*** Opening of DOCUMENT SEGMENT ***

Reputation: 15
I am trying to write a function which takes a binary response variable y and a single explanatory variable x, runs 10-fold cross validation and returns the proportion of the response variables y that are incorrectly classified. I then want to run this function to find out which of the explanatory variables are best at predicting low birth weight.
So far I have tried
attach(birthwt)
folds <- cut(seq(1,nrow(birthwt)),breaks=10,labels=FALSE) #Create 10 equally size folds
bwt<-glm(low~age+lwt+race+smoke+ptl+ht+ui+ftv,family=binomial)
But I really don't know where to go from here..
Thank you
Upvotes: 1
Views: 4785
Reputation: 10263
For each group, you need to construct a training and test data set, fit the model on the training set, and then use the predict.glm
function to do the actual predictions in the test data. The comments below should be enough explanation.
library("MASS") # for the dataset
library("dplyr") # for the filter function
data(birthwt)
set.seed(1)
n.folds <- 10
folds <- cut(sample(seq_len(nrow(birthwt))), breaks=n.folds, labels=FALSE) # Note!
all.confustion.tables <- list()
for (i in seq_len(n.folds)) {
# Create training set
train <- filter(birthwt, folds != i) # Take all other samples than i
# Create test set
test <- filter(birthwt, folds == i)
# Fit the glm model on the training set
glm.train <- glm(low ~ age + lwt + race + smoke + ptl + ht + ui + ftv,
family = binomial, data = train)
# Use the fitted model on the test set
logit.prob <- predict(glm.train, newdata = test)
# Classifiy based on the predictions
pred.class <- ifelse(logit.prob < 0, 0, 1)
# Construct the confusion table
all.confustion.tables[[i]] <- table(pred = pred.class, true = test$low)
}
Note, that I randomly select the rows to group. This is important.
We can then see the prediction versus the true values (given in the confusion tables) for the, say, 5th cross-validation run:
all.confustion.tables[[5]]
# true
# pred 0 1
# 0 7 8
# 1 4 0
Hence, in this particular run, we have 7 true positives, 4 false positives, 8 false negatives, and 0 true negatives.
We can now compute whatever measure of performance we want from our confusion tables.
# Compute the average misclassification risk.
misclassrisk <- function(x) { (sum(x) - sum(diag(x)))/sum(x) }
risk <- sapply(all.confustion.tables, misclassrisk
mean(risk)
#[1] 0.3119883
So, in this case, we have a misclassification risk of about 31 %. I'll leave it to you to wrap this into a function.
Upvotes: 2

*** Close of DOCUMENT SEGMENT ***
*** Opening of COLLECTED DATA ***

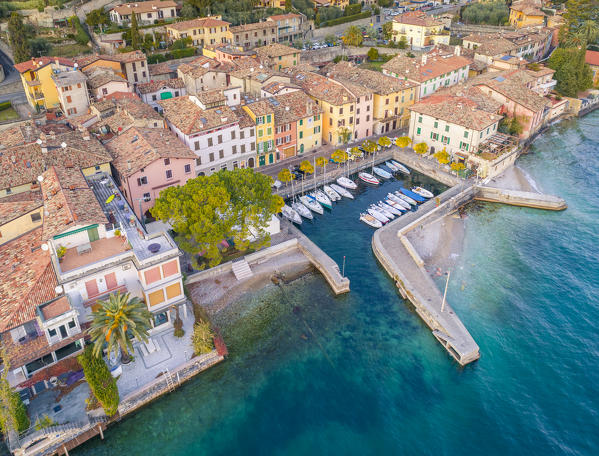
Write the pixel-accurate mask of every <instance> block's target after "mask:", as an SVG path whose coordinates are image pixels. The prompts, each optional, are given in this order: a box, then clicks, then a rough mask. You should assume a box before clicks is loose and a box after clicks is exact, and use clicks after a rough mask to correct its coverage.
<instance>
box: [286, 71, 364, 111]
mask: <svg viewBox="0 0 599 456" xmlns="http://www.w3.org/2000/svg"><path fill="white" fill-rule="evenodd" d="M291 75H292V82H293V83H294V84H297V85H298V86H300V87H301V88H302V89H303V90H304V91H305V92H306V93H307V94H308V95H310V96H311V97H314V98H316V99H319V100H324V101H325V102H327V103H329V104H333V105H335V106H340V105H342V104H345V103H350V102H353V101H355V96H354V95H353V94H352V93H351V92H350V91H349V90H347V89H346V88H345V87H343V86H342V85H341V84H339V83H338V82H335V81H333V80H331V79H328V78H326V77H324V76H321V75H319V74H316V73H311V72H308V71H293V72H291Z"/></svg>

*** Close of COLLECTED DATA ***

◆ **WORK REQUEST**
Reproduce the section of the R cross-validation thread starting at "# Use the fitted" and ending at "true = test$low)", with "pred.class" renamed to "predicted.class" throughout.

◆ **REPLY TO THE EXERCISE**
# Use the fitted model on the test set
logit.prob <- predict(glm.train, newdata = test)
# Classifiy based on the predictions
predicted.class <- ifelse(logit.prob < 0, 0, 1)
# Construct the confusion table
all.confustion.tables[[i]] <- table(pred = predicted.class, true = test$low)